ENTRIES SHOWN: Begin

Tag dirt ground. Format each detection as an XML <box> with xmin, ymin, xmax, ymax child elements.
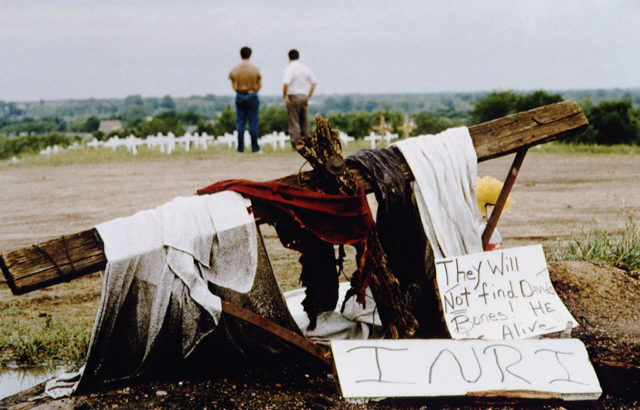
<box><xmin>1</xmin><ymin>151</ymin><xmax>640</xmax><ymax>408</ymax></box>
<box><xmin>2</xmin><ymin>151</ymin><xmax>639</xmax><ymax>252</ymax></box>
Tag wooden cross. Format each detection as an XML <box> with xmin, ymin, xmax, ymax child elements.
<box><xmin>1</xmin><ymin>102</ymin><xmax>589</xmax><ymax>339</ymax></box>
<box><xmin>371</xmin><ymin>115</ymin><xmax>393</xmax><ymax>137</ymax></box>
<box><xmin>396</xmin><ymin>115</ymin><xmax>417</xmax><ymax>139</ymax></box>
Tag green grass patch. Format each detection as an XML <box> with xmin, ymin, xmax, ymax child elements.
<box><xmin>0</xmin><ymin>315</ymin><xmax>91</xmax><ymax>366</ymax></box>
<box><xmin>0</xmin><ymin>275</ymin><xmax>101</xmax><ymax>367</ymax></box>
<box><xmin>1</xmin><ymin>144</ymin><xmax>272</xmax><ymax>168</ymax></box>
<box><xmin>548</xmin><ymin>216</ymin><xmax>640</xmax><ymax>271</ymax></box>
<box><xmin>0</xmin><ymin>137</ymin><xmax>377</xmax><ymax>168</ymax></box>
<box><xmin>0</xmin><ymin>133</ymin><xmax>83</xmax><ymax>160</ymax></box>
<box><xmin>3</xmin><ymin>137</ymin><xmax>640</xmax><ymax>170</ymax></box>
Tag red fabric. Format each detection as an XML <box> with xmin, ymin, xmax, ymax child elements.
<box><xmin>196</xmin><ymin>179</ymin><xmax>374</xmax><ymax>245</ymax></box>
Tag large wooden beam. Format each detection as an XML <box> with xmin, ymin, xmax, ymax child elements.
<box><xmin>1</xmin><ymin>101</ymin><xmax>588</xmax><ymax>295</ymax></box>
<box><xmin>1</xmin><ymin>229</ymin><xmax>106</xmax><ymax>295</ymax></box>
<box><xmin>471</xmin><ymin>99</ymin><xmax>586</xmax><ymax>161</ymax></box>
<box><xmin>279</xmin><ymin>100</ymin><xmax>587</xmax><ymax>190</ymax></box>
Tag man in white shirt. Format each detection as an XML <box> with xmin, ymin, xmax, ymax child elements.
<box><xmin>282</xmin><ymin>49</ymin><xmax>316</xmax><ymax>148</ymax></box>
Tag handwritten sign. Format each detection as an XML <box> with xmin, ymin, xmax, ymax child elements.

ENTRIES SHOWN: End

INSTRUCTIONS TO FOLLOW: Could you write out the records exactly while omitting every picture?

TASK RESULT:
Tag dirt ground. Format each detection as an XML <box> with xmin, ymin, xmax, ymax child elements.
<box><xmin>1</xmin><ymin>151</ymin><xmax>640</xmax><ymax>408</ymax></box>
<box><xmin>2</xmin><ymin>151</ymin><xmax>639</xmax><ymax>252</ymax></box>
Tag wooden cross. Format each detection as an XML <box> with xmin, ymin, xmax, ymax child elements.
<box><xmin>1</xmin><ymin>102</ymin><xmax>589</xmax><ymax>339</ymax></box>
<box><xmin>371</xmin><ymin>115</ymin><xmax>393</xmax><ymax>137</ymax></box>
<box><xmin>396</xmin><ymin>115</ymin><xmax>417</xmax><ymax>139</ymax></box>
Tag green grass patch. Format each detection as an XML <box> with xmin, ymin, xmax, ymax child elements.
<box><xmin>0</xmin><ymin>315</ymin><xmax>91</xmax><ymax>366</ymax></box>
<box><xmin>0</xmin><ymin>275</ymin><xmax>101</xmax><ymax>367</ymax></box>
<box><xmin>1</xmin><ymin>144</ymin><xmax>272</xmax><ymax>168</ymax></box>
<box><xmin>548</xmin><ymin>216</ymin><xmax>640</xmax><ymax>271</ymax></box>
<box><xmin>0</xmin><ymin>137</ymin><xmax>377</xmax><ymax>168</ymax></box>
<box><xmin>0</xmin><ymin>133</ymin><xmax>83</xmax><ymax>160</ymax></box>
<box><xmin>3</xmin><ymin>137</ymin><xmax>640</xmax><ymax>170</ymax></box>
Tag red fabric. Format each detection as an XML <box> with xmin, ymin, xmax, ymax child elements.
<box><xmin>196</xmin><ymin>179</ymin><xmax>374</xmax><ymax>245</ymax></box>
Tag large wooden beam. Format each detection as an XML <box> with xmin, ymin, xmax, ymax child elements.
<box><xmin>1</xmin><ymin>101</ymin><xmax>588</xmax><ymax>295</ymax></box>
<box><xmin>1</xmin><ymin>229</ymin><xmax>106</xmax><ymax>295</ymax></box>
<box><xmin>471</xmin><ymin>99</ymin><xmax>586</xmax><ymax>161</ymax></box>
<box><xmin>279</xmin><ymin>100</ymin><xmax>587</xmax><ymax>190</ymax></box>
Tag man in white shirt. Format each detection as an XML <box> with xmin, ymin, xmax, ymax child elements.
<box><xmin>282</xmin><ymin>49</ymin><xmax>316</xmax><ymax>148</ymax></box>
Tag handwritten sign. Format each detection as an XML <box> with xmin, ymin, xmax, ymax child elements.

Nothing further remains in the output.